◆ **TEXTE À ANALYSER**
»»

Danse

Le Corsaire revisité

En ce printemps pluvieux les balletomanes étaient invités à monter à bord d’une goélette en route vers le lointain Orient avec à la barre un capitaine nommé Kader Bélarbi. L’histoire qu’il souhaitait nous raconter avait plus d’un siècle et demi, et l’un de ses prédécesseurs, Joseph Mazillier, l’avait déjà mise en pas au milieu du XIXème siècle. Et, passé autant d’années, les histoires vieillissent parfois. C’est pourquoi le chorégraphe toulousain a choisi de réécrire le scénario de ce « Corsaire » qui vit le jour en 1856, afin de rendre le récit plus limpide, plus facile d’accès, en un mot plus cohérent dans son déroulement.

««

◆ **DONNÉES FOURNIES**
»»

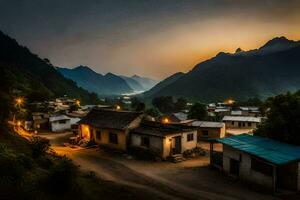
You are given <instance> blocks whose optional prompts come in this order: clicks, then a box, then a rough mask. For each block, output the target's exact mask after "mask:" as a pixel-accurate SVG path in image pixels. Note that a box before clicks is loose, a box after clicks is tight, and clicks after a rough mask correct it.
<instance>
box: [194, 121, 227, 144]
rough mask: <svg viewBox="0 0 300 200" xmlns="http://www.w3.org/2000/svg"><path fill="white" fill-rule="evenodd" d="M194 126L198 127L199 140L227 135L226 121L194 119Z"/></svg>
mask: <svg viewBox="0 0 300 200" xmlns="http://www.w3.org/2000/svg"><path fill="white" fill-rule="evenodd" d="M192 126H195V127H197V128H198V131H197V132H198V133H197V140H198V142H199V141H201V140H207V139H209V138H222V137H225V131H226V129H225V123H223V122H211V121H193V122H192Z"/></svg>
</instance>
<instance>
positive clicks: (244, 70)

««
»»

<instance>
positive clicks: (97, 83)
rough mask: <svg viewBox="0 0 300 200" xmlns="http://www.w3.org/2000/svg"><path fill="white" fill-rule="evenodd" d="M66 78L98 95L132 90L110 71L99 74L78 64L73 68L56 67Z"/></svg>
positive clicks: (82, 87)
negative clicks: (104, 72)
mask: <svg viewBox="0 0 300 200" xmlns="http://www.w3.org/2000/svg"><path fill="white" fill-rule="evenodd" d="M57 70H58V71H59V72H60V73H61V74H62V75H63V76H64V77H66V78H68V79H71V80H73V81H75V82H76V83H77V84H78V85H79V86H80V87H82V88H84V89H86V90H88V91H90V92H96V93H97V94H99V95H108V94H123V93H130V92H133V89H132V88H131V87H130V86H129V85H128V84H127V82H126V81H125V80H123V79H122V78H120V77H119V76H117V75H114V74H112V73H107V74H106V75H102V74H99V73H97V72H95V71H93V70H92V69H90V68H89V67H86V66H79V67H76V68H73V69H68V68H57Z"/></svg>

««

◆ **CONSIGNES**
1/ Relevez toutes les qualités que, d'après le texte sur Le Corsaire, le chorégraphe toulousain cherche à donner au récit en réécrivant le scénario.
2/ Recopiez mot pour mot, s'il vous plaît, un passage du texte sur Le Corsaire : partez des mots « Le Corsaire revisité » et arrêtez-vous après « dans son déroulement. ».

◆ **RÉPONSES RÉDIGÉES**
1/ Plus limpide, plus facile d'accès, plus cohérent dans son déroulement.

2/
Le Corsaire revisité

En ce printemps pluvieux les balletomanes étaient invités à monter à bord d’une goélette en route vers le lointain Orient avec à la barre un capitaine nommé Kader Bélarbi. L’histoire qu’il souhaitait nous raconter avait plus d’un siècle et demi, et l’un de ses prédécesseurs, Joseph Mazillier, l’avait déjà mise en pas au milieu du XIXème siècle. Et, passé autant d’années, les histoires vieillissent parfois. C’est pourquoi le chorégraphe toulousain a choisi de réécrire le scénario de ce « Corsaire » qui vit le jour en 1856, afin de rendre le récit plus limpide, plus facile d’accès, en un mot plus cohérent dans son déroulement.